*** Entries supplied Section Begins ***

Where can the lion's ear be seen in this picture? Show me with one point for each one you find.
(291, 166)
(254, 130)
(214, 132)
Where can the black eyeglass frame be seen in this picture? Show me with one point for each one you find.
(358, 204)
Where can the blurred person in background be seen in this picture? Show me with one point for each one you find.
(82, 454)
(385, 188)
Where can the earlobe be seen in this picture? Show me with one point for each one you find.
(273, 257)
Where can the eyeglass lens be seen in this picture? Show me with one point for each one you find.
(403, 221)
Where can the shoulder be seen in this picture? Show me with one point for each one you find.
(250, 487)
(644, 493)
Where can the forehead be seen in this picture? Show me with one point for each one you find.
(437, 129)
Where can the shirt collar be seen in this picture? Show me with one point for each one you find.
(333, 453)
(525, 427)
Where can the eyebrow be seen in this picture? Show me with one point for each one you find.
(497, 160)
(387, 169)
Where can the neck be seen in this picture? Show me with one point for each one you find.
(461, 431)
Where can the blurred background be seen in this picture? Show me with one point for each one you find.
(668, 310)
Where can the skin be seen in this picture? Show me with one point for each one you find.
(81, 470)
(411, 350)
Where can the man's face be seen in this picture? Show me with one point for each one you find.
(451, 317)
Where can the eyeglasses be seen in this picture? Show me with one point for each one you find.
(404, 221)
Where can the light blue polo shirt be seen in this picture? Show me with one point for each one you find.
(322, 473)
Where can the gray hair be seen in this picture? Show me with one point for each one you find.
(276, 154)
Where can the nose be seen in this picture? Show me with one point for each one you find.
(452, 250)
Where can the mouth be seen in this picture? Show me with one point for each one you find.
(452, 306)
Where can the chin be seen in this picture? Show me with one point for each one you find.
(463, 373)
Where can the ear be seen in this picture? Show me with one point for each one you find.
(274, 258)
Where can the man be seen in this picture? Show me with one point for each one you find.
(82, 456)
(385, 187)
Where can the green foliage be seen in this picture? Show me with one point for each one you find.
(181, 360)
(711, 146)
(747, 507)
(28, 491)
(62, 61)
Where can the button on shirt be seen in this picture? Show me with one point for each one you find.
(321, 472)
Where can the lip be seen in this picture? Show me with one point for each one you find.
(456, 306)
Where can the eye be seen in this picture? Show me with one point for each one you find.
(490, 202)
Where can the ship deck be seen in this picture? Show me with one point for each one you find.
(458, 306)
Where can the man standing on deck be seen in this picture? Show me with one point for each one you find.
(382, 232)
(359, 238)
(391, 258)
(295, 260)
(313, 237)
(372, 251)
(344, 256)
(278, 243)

*** Entries supplied Section Ends ***

◆ **The problem**:
Set the entries above down once more, exactly as they stand.

◆ **Exercise output**:
Where can the lion's ear be seen in this picture? Show me with one point for each one you find.
(291, 166)
(254, 130)
(214, 132)
Where can the black eyeglass frame be seen in this picture? Show me with one point for each one you find.
(358, 204)
Where can the blurred person in background be seen in this picture? Show me with one point for each one you find.
(82, 454)
(385, 188)
Where can the earlobe be seen in this picture? Show me with one point for each one you find.
(273, 257)
Where can the eyeglass lens be seen in this picture? Show me with one point for each one you find.
(403, 221)
Where can the shoulder be seen in this picture? Show me with one point for each one you find.
(250, 487)
(644, 493)
Where can the forehead be seen in this picture? Show me with one point for each one you find.
(437, 129)
Where can the shirt collar be seen in this picture? Show me with one point for each one you find.
(333, 453)
(525, 427)
Where can the eyebrow be seen in this picture? Show me with one point for each one you find.
(497, 160)
(387, 169)
Where can the neck be seen in this picture? Show me with one point for each one you find.
(461, 431)
Where can the blurred background be seen in this picture? Show me with one point for each one you find.
(668, 310)
Where can the skin be seen in this picture? Show me with one point for each one you find.
(81, 470)
(411, 350)
Where can the man's face be seen in this picture? Show me with one point for each one you find.
(451, 317)
Where can the eyeglasses be seen in this picture? Show me with one point for each one you find.
(404, 221)
Where can the light blue polo shirt be seen in this picture? Show me with one point for each one you find.
(322, 473)
Where can the gray hair be seen in this picture? Show me with one point for each one you find.
(276, 154)
Where can the nose be seen in this picture? Show me with one point for each one you find.
(452, 250)
Where can the mouth be seen in this picture? Show me with one point for each one you find.
(452, 306)
Where can the chin be seen in this picture? Show me with one point for each one you find.
(463, 373)
Where can the ear be seen in this picture? Show me with one point for each one you find.
(274, 258)
Where can the man be seen in this picture? Show me with one point for each one you find.
(82, 456)
(385, 187)
Where can the green foliage be seen in this picture? Show me with one point for each one you find.
(181, 360)
(711, 146)
(747, 507)
(28, 491)
(62, 61)
Where can the button on shirt be seen in this picture? Show me with one point for each one you find.
(321, 472)
Where can the lip be seen in this picture? Show me with one point for each one you find.
(456, 306)
Where can the eye be seen in this picture? Show me with one point for each one you find.
(490, 202)
Where can the ship deck be seen in this picture? Show me with one point for each one you find.
(458, 306)
Where can the man standing on deck be seen in this picture? Show me with one point for each one you find.
(382, 232)
(359, 238)
(391, 258)
(295, 260)
(313, 237)
(372, 251)
(344, 256)
(278, 243)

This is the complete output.